SUPPLIED TEXT:
------------------------------

We have been cited for needing to step up recruiting efforts, particularly to women, to alleviate this problem. The squad has actively recruited people of both sexes for almost two years, as well as conducted one campaign aimed directly at recruiting women. As a result the squad is now approximately 25 percent women, all of whom work full time. They are ‘‘public spirited women volunteers” as The Packet editorialist suggested, but are no more available daytime than are the men. The Packet editorialist has not considered that in light of the changing society, there are few women remaining who are either unemployed in the office or at home.
His reference to the women being valuable members in the day for other squads is true enough, but these squads as well are having problems finding enough free women to meet their community’s daytime needs. As a result, half of the county’s squads now have two paid daytime people. Our lack of daytime people is not at all a lack of “public spirited women volunteers,” previous policies toward women, or volunteer spirit, but a situation of the times.

------------------------------

Region pointing data

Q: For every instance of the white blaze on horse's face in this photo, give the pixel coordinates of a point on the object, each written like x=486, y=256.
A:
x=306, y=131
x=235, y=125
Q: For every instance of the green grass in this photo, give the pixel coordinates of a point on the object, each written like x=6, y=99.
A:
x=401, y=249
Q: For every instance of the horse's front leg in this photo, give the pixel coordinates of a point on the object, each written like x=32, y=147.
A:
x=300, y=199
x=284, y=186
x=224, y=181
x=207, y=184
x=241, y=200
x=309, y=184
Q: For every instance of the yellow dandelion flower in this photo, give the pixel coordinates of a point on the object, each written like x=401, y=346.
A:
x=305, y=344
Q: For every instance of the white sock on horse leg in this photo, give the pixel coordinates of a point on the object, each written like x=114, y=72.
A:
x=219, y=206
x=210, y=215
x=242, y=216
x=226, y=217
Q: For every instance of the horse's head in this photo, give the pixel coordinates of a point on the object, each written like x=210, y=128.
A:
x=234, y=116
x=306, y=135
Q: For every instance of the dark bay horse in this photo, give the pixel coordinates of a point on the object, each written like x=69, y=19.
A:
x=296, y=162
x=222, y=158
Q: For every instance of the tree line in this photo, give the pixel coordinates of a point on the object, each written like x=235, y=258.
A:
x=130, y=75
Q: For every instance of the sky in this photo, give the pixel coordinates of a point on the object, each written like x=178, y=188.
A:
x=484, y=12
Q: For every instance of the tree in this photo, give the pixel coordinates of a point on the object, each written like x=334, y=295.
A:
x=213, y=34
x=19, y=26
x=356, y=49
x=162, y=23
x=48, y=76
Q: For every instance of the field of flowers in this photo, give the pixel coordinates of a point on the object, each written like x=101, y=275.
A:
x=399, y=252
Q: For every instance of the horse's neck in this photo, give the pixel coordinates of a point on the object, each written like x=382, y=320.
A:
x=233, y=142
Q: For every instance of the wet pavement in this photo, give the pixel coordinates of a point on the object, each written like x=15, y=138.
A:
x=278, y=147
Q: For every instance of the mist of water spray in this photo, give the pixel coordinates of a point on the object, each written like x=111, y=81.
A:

------------------------------

WORK INSTRUCTIONS:
**a.** Name everything that the text on the squad's daytime staffing says the squad's lack of daytime people is not due to.
**b.** According to the text on the squad's daytime staffing, why are the squad's women volunteers no more available in the daytime than the men?
**c.** Continue the text on the squad's daytime staffing from the point where it ends.

PER-TASK OUTPUTS:
**a.** A lack of "public spirited women volunteers," previous policies toward women, and volunteer spirit.

**b.** All of the squad's women work full time. The text explains that in today's changing society, few women are left who are unemployed, whether in the office or at home.

**c.**
The issue of professionalism arises, and the question must be asked, what is the quality of emergency health care that Princeton demands? Princeton has always boasted one of the top rescue squads in the state, and the members are proud of this heritage and wish to uphold it. It is precisely the pride and concern that we have in the squad and for the health of the community that causes us to ask for the help of paid professionals during the daytime when we as volunteers cannot carry the full burden. We do not wish to see inferior care rendered during the daytime or bear the doubts in our minds that a person may have lived had we been able to mobilize a crew at the time his accident occurred.
It is discouraging to this squad member, as well as to many others, to have her efforts and devotion termed “dimming volunteerism” by The Packet’s editorialist. When a community service as important as first aid and rescue can no longer be met full time by volunteers because of higher standards and a changing society, this must be recognized and- dealt with as the issue.
The squad is not eager to forfeit its independence by using tax dollars, but if it is contingent on the quality of health care and the saving of even one more life, that is the road we must choose.
Editor, The Packet :
As president of Princeton First Aid and Rescue Squad, I would like to thank your paper for the interest it has shown recently in relating our needs to the community.
I would also like to comment on your editorial in last week’s edition regarding the squad’s position towards women. The squad feels part of the article may be misleading.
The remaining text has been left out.